** Opening Records supplied block **
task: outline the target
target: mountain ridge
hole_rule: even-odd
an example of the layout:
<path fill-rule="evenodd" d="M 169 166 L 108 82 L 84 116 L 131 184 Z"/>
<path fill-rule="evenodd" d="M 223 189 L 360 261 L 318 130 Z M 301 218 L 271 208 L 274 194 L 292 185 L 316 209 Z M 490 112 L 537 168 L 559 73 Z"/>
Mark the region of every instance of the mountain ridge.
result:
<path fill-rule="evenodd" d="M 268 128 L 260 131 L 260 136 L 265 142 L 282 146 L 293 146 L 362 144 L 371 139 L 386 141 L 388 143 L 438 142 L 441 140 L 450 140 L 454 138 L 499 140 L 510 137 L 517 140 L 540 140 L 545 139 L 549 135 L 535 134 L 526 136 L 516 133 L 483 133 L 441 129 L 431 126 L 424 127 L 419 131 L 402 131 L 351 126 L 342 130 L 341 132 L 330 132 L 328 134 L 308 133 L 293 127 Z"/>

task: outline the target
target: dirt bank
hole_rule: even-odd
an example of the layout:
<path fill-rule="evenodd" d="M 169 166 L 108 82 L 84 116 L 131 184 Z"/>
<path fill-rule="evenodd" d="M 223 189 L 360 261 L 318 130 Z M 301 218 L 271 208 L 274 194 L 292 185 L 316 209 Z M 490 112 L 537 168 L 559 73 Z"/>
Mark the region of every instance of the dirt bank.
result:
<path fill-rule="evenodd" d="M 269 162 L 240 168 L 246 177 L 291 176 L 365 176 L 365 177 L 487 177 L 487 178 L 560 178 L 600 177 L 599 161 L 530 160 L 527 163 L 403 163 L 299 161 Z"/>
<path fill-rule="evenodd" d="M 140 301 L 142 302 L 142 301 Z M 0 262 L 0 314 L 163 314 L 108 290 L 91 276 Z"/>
** Closing Records supplied block **
** Opening Records supplied block **
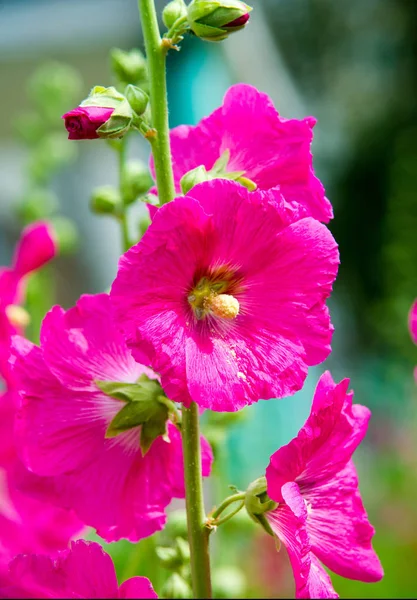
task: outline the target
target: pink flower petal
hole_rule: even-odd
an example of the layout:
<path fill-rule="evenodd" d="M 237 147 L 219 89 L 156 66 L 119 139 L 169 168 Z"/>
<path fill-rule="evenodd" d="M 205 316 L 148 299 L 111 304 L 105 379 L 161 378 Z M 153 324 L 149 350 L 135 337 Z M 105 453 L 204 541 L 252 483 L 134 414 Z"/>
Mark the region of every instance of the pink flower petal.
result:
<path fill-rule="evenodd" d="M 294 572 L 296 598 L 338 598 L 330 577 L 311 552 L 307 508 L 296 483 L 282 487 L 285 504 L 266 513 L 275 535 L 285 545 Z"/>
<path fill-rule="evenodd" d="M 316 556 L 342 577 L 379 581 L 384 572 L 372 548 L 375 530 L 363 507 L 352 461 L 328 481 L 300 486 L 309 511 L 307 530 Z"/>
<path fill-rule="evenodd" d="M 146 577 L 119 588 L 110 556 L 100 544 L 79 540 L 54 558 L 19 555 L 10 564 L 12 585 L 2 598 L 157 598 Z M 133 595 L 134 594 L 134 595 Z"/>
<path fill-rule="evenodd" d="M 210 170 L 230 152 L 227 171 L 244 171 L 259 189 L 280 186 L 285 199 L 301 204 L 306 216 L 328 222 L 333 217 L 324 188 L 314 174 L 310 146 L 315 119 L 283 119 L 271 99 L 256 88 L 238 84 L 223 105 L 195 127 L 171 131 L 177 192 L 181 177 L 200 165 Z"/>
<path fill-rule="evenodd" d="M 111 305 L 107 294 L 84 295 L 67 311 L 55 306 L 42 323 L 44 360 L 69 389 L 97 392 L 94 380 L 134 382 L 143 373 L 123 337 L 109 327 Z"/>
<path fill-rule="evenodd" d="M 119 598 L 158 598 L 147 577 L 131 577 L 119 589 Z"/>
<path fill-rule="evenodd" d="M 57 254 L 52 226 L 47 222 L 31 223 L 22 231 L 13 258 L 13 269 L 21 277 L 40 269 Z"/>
** Closing Records supplied block **
** Opening Records supplied block **
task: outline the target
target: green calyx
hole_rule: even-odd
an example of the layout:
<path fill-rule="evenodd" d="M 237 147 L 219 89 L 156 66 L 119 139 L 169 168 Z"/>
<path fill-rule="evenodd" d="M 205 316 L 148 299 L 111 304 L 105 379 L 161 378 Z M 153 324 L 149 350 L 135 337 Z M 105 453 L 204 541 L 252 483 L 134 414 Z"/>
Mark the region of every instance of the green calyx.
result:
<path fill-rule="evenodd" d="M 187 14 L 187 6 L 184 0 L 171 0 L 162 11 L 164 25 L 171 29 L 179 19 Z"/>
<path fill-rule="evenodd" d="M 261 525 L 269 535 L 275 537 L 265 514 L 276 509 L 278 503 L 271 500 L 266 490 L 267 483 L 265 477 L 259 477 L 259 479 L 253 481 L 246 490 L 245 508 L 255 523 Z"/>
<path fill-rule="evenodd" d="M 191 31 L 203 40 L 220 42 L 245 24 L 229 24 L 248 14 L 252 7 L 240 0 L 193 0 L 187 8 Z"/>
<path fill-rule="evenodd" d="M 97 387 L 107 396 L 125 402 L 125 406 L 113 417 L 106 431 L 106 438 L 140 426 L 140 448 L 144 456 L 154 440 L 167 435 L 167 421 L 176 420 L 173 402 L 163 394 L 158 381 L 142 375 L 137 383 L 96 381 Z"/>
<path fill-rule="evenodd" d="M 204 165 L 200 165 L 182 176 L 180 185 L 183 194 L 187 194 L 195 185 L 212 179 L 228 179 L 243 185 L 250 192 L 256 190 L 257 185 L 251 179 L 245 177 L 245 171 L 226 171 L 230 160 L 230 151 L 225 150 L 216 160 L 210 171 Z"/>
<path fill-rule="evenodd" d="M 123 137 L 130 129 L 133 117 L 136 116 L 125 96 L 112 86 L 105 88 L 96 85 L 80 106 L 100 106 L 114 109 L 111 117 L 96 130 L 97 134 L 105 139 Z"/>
** Closing Records supplied block **
Task to complete:
Please report how many lines of the material above contain the string "instance", with no other words.

Answer area:
4